BEGIN Excerpted data

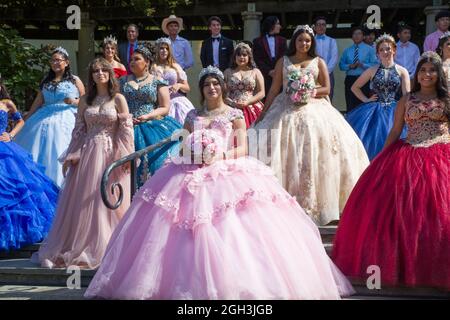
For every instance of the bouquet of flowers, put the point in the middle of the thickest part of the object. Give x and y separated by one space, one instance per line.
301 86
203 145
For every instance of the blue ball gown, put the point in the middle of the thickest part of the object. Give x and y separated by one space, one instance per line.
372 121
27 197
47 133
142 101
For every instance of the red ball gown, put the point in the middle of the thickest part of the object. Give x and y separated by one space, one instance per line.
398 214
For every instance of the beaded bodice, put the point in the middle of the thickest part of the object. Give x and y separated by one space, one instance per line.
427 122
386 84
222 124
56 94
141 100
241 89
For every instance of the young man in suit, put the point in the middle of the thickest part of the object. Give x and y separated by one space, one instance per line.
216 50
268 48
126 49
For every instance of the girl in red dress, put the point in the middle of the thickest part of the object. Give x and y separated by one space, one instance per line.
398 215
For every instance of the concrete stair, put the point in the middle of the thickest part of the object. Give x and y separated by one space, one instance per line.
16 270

END Excerpted data

• **Exercise details**: Reproduce every line from the one containing "For every instance of the girl" down to the last line of the records, with no changes.

• **Written solution**:
For every instance of the girl in red dress, put the point in the middle of the thickest part of the object. Give x and y separated by one space, one instance per line.
398 215
For every instance of the concrete stair, put the point in the middle of the thickest part of the object. Give x and y separated by one space, one instance per line.
16 270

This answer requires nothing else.